───── DATA PROVIDED
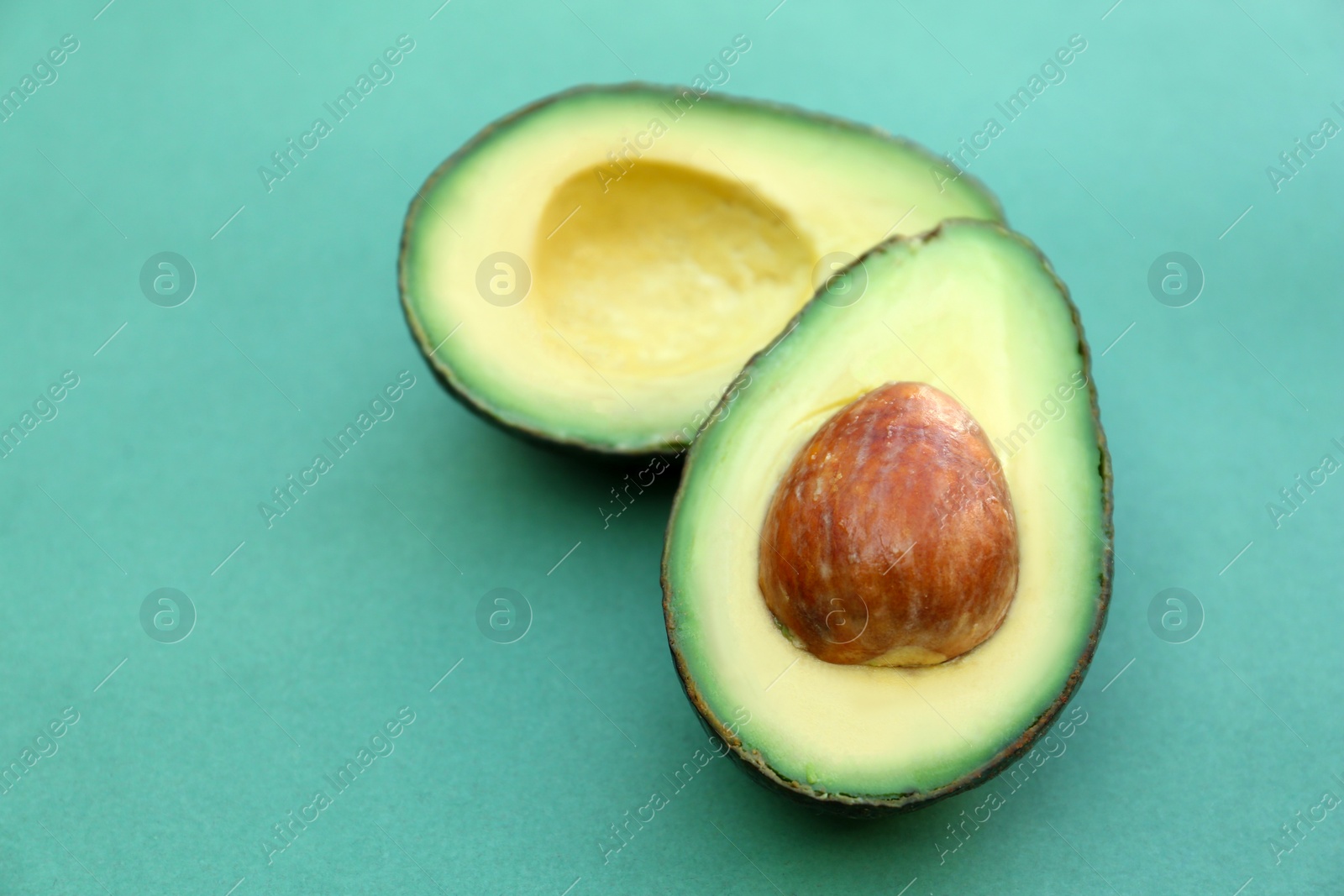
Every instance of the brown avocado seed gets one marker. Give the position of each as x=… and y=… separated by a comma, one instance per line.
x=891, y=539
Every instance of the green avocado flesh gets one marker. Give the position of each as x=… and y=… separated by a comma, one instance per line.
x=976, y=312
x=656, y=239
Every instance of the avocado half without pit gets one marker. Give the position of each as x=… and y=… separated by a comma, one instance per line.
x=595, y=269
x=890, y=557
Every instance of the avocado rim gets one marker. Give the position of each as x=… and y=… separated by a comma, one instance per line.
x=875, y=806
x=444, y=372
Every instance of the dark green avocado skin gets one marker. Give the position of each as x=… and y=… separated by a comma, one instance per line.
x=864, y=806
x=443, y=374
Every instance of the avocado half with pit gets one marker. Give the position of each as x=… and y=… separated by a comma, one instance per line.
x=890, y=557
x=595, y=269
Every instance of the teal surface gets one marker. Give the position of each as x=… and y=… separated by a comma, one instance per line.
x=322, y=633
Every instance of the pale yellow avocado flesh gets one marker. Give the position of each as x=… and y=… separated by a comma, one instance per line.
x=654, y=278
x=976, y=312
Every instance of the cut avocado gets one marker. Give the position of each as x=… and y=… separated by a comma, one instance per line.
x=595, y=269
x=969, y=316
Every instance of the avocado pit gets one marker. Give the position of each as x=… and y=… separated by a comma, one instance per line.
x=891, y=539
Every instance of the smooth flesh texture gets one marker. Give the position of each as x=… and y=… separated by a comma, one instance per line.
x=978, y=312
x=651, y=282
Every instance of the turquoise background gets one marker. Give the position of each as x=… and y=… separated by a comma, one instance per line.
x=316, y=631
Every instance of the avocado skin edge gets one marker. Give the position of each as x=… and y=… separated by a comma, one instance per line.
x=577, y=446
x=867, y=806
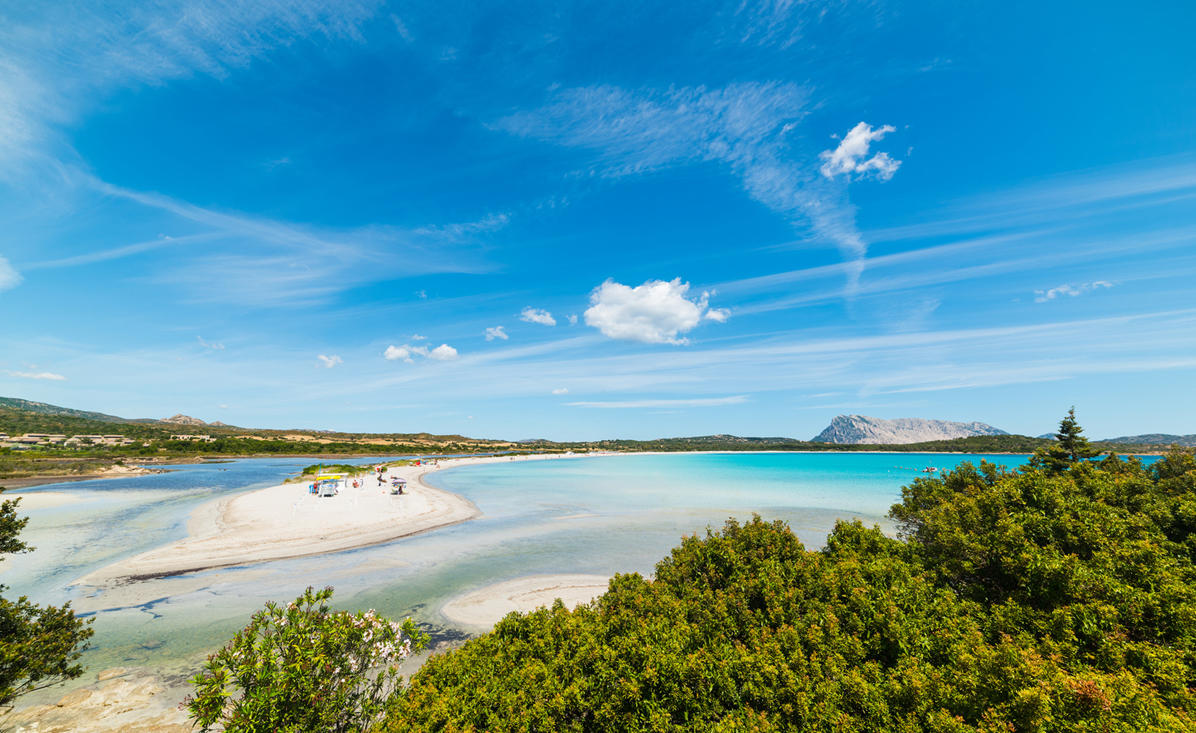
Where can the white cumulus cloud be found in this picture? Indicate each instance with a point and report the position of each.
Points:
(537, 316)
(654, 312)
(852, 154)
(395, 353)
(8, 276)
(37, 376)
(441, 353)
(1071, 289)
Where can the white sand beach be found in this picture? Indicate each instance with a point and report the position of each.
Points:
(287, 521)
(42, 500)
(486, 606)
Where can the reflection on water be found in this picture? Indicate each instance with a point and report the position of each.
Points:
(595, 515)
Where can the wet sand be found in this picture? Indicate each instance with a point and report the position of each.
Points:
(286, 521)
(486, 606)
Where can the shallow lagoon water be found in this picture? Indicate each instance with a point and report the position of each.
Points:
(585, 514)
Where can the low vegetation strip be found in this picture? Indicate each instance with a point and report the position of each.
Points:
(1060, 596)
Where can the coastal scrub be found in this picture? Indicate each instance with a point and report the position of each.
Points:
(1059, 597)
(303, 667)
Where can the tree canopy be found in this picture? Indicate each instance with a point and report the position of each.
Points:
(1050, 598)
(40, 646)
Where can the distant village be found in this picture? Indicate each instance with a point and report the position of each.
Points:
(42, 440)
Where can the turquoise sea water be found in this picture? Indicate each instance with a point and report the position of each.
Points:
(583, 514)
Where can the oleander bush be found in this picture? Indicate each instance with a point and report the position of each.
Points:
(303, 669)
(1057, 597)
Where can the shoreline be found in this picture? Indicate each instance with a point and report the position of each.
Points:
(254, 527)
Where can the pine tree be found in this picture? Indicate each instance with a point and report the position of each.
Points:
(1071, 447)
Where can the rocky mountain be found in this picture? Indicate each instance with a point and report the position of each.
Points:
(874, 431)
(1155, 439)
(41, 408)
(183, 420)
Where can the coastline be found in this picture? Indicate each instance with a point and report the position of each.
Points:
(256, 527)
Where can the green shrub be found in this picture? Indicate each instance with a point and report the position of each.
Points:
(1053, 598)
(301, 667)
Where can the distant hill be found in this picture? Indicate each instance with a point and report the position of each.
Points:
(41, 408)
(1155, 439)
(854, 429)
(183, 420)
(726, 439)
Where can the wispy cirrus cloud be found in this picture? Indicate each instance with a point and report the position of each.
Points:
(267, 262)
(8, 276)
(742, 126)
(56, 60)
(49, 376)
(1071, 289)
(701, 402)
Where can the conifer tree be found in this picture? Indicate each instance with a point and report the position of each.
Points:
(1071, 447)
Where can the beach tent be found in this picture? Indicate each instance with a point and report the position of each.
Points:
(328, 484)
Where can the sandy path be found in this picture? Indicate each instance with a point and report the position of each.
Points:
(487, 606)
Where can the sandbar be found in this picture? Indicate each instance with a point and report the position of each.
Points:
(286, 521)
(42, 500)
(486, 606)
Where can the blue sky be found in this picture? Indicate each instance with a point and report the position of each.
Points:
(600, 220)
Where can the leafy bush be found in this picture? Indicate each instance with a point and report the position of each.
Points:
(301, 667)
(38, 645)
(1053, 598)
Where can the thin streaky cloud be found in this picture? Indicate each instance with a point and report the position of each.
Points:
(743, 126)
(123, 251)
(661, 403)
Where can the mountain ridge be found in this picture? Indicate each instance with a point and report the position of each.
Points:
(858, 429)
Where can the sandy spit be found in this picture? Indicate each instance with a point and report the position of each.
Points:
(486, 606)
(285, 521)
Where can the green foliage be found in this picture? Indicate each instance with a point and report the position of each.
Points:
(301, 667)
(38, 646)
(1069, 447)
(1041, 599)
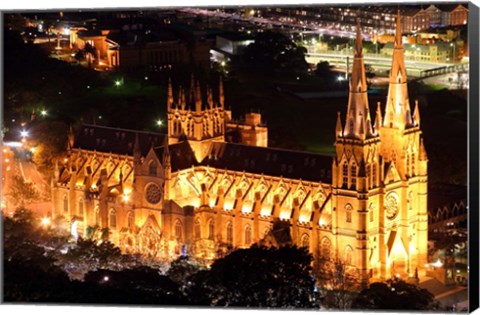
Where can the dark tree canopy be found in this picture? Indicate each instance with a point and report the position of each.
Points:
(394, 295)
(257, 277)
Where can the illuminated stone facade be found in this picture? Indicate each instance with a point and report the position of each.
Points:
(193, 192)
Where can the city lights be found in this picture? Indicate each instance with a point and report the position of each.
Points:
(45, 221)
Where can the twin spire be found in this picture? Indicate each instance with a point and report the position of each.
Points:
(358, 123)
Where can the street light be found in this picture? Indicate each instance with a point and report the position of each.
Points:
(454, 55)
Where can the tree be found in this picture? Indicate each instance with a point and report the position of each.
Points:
──────────
Could you give all of the items above again, swapping "one instance per line" for "one point per line" wherever it occurs and leaving everything else unchanged? Leave the pictures out of your answer.

• **RESPONSE TO THIS TASK**:
Every instance of the brown avocado seed gets one marker. Give the position of each as x=… and y=… separated by a comma, one point per line.
x=891, y=539
Every instance of the green avocado flesh gets one marker. Give the position of each as x=… and y=… separated by a comma, one point per line.
x=976, y=312
x=656, y=239
Every instance of the avocado half without pit gets one marker. Give the position of each as x=… and y=… separated by a comma, one point per line.
x=595, y=269
x=890, y=557
Every instance of the avocado rim gets one marker. Give the position of each as x=… and y=… separated by a comma, one point per line.
x=875, y=806
x=444, y=372
Every instance of the dark green avocado skin gets one marker. Give the position of each as x=… and y=… separated by a comma, one point per line.
x=864, y=806
x=443, y=374
Every instance of the avocado half with pit gets one marker. Give the position of each as x=… and y=… separated by a comma, one point per line.
x=890, y=557
x=595, y=269
Every instance of the teal surface gets one marker. Give the position of each as x=… and y=… separated by a comma, one point per line.
x=322, y=633
Every instance of the pale yellow avocado flesh gets one marker. Give the position of each as x=… and y=… separated by a comma, one point per line.
x=654, y=278
x=976, y=312
Every instance of the cut avocado gets one marker. Give the position of each as x=… and y=… separated by a comma, one point per line.
x=595, y=269
x=969, y=316
Every instance of the avocado pit gets one marker. Give the position of each as x=… and y=… separated by a comma, one point per line.
x=891, y=539
Every instance of the smooth flesh texture gets one marker. Give the position of each as x=… and y=… separated by a comma, one point per line.
x=978, y=312
x=651, y=282
Every instance of the turquoise background gets one marker. Give the position of each as x=… and y=… separated by a comma, one point per line.
x=316, y=631
Every instance of the avocado skin edge gets one marker. Give the position of each as x=… and y=… separated by a comma, one point per line.
x=577, y=446
x=867, y=806
Where can the white cumulus cloud be found in this picture? Indicate each instance with a point and report the position of each.
Points:
(537, 316)
(654, 312)
(852, 154)
(395, 353)
(8, 276)
(37, 376)
(441, 353)
(1071, 289)
Where can the white sand beach be found in this picture? Indicate each instance with a point and report the position of each.
Points:
(287, 521)
(42, 500)
(486, 606)
Where can the reflection on water be found in this picture? Indicate each instance with a point and report the position of each.
Points:
(595, 515)
Where can the wet sand be found in this picture? Indicate each instance with a point and report the position of each.
Points:
(286, 521)
(486, 606)
Where can the shallow lagoon water be found in this picture? Indicate each instance with a point and report the position of each.
Points:
(585, 514)
Where can the low vegetation strip be found in this picture? Indicate each instance with a point and report the position of each.
Points:
(1060, 596)
Where can the coastal scrub be found in this picture? Indicate each instance with a point and report the position of each.
Points:
(1059, 597)
(303, 667)
Where can the tree canopy be found in this picture? Indicate each instance with a point and report the position of each.
Points:
(1050, 598)
(40, 646)
Where can the distant village be found in this picture? Indicate each instance with a point and report the position of each.
Points:
(42, 440)
Where can the turquoise sea water be found in this picture? Indicate each instance with a point and report the position of each.
Points:
(583, 514)
Where can the oleander bush be found in this picture? Indicate each instance with a point and report the position of each.
Points:
(303, 669)
(1057, 597)
Where can the shoreline be found in this picture? Indicate each instance with a point and report the position of each.
Points:
(254, 527)
Where can the pine tree be found in this picture? Indicate each instance with a point and report the position of each.
Points:
(1071, 447)
Where can the rocky mountain be found in this picture? Indicate each instance with a point and report the position of each.
Points:
(874, 431)
(1155, 439)
(41, 408)
(183, 420)
Where can the coastline be found in this picture? Indicate each instance with a point and report the position of each.
Points:
(256, 527)
Where can the green shrub be found in this picture? Indicate each instance with a point and report the position of each.
Points:
(1053, 598)
(301, 667)
Where can the distant hill be found in this picture? Indicate each instance with a point and report the position of each.
Points:
(41, 408)
(1155, 439)
(854, 429)
(183, 420)
(726, 439)
Where can the wispy cirrus cloud be found in this picture? Indicate each instance with a point and report the position of each.
Points:
(267, 262)
(8, 276)
(742, 126)
(56, 60)
(49, 376)
(1071, 289)
(701, 402)
Where can the conifer tree be found in this picture? Indicate each instance with a point and report the position of each.
Points:
(1071, 447)
Where can the beach tent be found in this picture? Indicate each instance with a point and report the position of each.
Points:
(328, 484)
Where can the sandy path be found in this picture? Indicate each instance with a point and report the position of each.
Points:
(487, 606)
Where can the sandbar be found in this picture? Indicate each instance with a point and report the position of each.
Points:
(286, 521)
(42, 500)
(486, 606)
Where can the blue sky be found in this picture? Indicate each instance with a point and report the position of each.
Points:
(600, 220)
Where can the leafy bush be found in this picture? Indicate each instance with a point and report the position of each.
Points:
(301, 667)
(38, 645)
(1053, 598)
Where can the thin streaky cloud be found in this picture? Indicate each instance with a point and report the position of each.
Points:
(743, 126)
(123, 251)
(661, 403)
Where can the mountain ridge be found in this picture? Indicate each instance with a point and report the position of each.
Points:
(858, 429)
Where can the sandy spit be found in this picture? Indicate each instance with a point and report the position of each.
Points:
(486, 606)
(285, 521)
Where can the green foliage be found in this picture? Indicate each instance with a point and report the position of each.
Points:
(301, 667)
(38, 646)
(1069, 447)
(1041, 599)
Where can the dark tree canopy be found in this picture? Indicate each instance with a point and report the position of each.
Points:
(394, 295)
(257, 277)
Where can the illuminated stone facade be found in this picture? Indicate each instance with a point and report the position of each.
Points:
(193, 192)
Where can the city lights be found in this picture? Indicate each instance with a point and report the position of each.
Points:
(45, 221)
Where can the twin spire be found in this picture? Indicate each instance with a point and report the position of each.
Points:
(358, 123)
Where can the street light be found in this picture? Indicate each instance with a point and report the position of each.
Points:
(454, 55)
Where can the tree be found in this picture? Indicate each instance with a point and report the position of each.
Points:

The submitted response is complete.